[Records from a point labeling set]
---
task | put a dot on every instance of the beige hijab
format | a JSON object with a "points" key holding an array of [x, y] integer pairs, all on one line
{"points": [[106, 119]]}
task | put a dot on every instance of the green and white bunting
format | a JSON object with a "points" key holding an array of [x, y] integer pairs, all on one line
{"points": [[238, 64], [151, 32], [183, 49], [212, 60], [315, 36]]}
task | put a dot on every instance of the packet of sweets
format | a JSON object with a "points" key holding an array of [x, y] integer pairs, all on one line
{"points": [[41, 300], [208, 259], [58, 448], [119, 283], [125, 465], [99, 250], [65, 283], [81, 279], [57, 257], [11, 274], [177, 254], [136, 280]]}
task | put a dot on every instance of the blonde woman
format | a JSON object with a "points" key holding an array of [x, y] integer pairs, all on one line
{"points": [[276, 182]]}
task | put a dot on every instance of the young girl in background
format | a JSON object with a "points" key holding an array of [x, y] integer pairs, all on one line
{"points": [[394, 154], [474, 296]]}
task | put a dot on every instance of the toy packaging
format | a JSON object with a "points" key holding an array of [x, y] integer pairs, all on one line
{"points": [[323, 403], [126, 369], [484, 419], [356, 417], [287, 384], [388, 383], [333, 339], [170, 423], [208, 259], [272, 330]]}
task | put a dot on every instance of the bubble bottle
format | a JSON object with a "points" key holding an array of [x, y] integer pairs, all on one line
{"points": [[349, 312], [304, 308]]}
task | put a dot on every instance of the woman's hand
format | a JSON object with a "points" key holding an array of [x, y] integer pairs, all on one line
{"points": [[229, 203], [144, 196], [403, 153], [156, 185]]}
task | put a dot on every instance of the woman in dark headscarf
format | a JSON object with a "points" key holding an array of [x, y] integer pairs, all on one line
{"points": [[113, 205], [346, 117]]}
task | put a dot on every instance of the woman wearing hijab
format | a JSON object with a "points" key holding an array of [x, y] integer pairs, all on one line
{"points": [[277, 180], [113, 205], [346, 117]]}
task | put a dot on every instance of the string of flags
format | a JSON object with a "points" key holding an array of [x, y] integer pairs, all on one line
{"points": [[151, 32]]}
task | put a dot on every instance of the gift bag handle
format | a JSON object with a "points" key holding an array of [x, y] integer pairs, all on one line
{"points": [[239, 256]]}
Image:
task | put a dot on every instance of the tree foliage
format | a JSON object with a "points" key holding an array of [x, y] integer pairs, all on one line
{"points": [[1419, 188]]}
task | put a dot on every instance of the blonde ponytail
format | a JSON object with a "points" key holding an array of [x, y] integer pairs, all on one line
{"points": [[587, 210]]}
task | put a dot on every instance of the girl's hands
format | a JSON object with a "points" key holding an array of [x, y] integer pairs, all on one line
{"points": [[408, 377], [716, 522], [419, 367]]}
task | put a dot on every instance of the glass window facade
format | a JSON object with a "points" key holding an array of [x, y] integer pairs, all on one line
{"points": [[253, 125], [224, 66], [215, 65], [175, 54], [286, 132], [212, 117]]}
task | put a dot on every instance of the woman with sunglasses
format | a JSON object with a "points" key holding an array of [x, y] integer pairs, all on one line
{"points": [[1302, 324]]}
---
• **AIM OF THE EXERCISE**
Write out the listing above word for word.

• **REPLY TO THE EXERCISE**
task | put a dot on every instance of the beige hijab
format | a JSON object with a "points" key holding an array of [x, y] integer pairs, all on one line
{"points": [[106, 119]]}
task | put a dot on every instance of the green and white bunting
format | a JSON object with a "points" key holding an array of [x, y] integer pairs, all on one line
{"points": [[238, 64], [151, 32], [183, 49], [212, 60], [315, 36]]}
task | put a dot on every instance of the packet of sweets
format | a JSON object with a "points" key holding an array of [x, y] integer pairs, all on one line
{"points": [[41, 300], [208, 259], [58, 448], [119, 283], [125, 465], [99, 250], [65, 283], [81, 279], [57, 257], [11, 274], [177, 254], [136, 280]]}
task | put a dot on every instance of the blonde woman
format | a JSON object with a "points" key holding an array of [x, y] integer pairs, all on one line
{"points": [[276, 182]]}
task | put a dot on every instance of the young girl in background
format | a JSON object with a "points" key holding an array of [x, y] integer pairs, all on one line
{"points": [[394, 154], [474, 296]]}
task | put a dot on every instance of the toy packaging
format | a JSON object with a "points" key holding an array of [x, y] integer pairs, all on one line
{"points": [[323, 403], [126, 369], [484, 419], [356, 417], [287, 384], [388, 383], [333, 339], [170, 423], [208, 259], [272, 330]]}
task | put a dot on every instance of the bubble bottle
format | a JSON object with a "points" key holding an array of [x, y] integer pairs, all on one line
{"points": [[349, 312], [304, 308]]}
task | put a dot on every instance of the woman's hand
format | a JSON object with a "points" key holding an array of [x, y] integer pairs, all on one line
{"points": [[229, 203], [144, 196], [403, 153], [156, 185]]}
task | put a dot on every instance of the woman in dark headscarf
format | a JSON object with a "points" key holding an array of [x, y] integer pairs, all on one line
{"points": [[113, 205], [346, 117]]}
task | put a dot on every instance of the woman wearing hijab
format | a JSON object with a "points" key holding an array of [x, y] integer pairs, all on one line
{"points": [[277, 180], [113, 205], [346, 117]]}
task | put a dot on every instance of the string of flags
format | a JSON object with a "points" key holding an array of [x, y] integer pairs, all on one line
{"points": [[151, 32]]}
task | put a dot on every instance of the gift bag handle
format | a JSON object with a "points" key holding an array of [x, y] integer pairs, all on one line
{"points": [[239, 256]]}
Image:
task | put a dot on every instance of the tree foliage
format | a JSON object with a "points" key holding an array of [x, y] integer pairs, all on one line
{"points": [[1419, 188]]}
task | put a dot on every instance of the blonde ponytail
format | a JSON object with a "points" key holding an array of [x, y] integer pairs, all on one line
{"points": [[587, 210]]}
task | put a dot on every instance of the girl's hands
format | a JSON object with a "points" key holding an array of [x, y] integer pairs, all on one line
{"points": [[408, 377], [716, 522], [419, 367]]}
task | put a dot on every instance of the glass window facade
format | a JSON object with a "points" key holding an array of [x, y] integer pairs, all on one line
{"points": [[253, 125], [224, 66], [215, 65], [175, 54], [286, 132], [212, 117]]}
task | put a dot on every instance of the woman with sunglasses
format | a JSON object with a "points" key holding an array of [x, y] integer pairs, all on one line
{"points": [[1302, 324]]}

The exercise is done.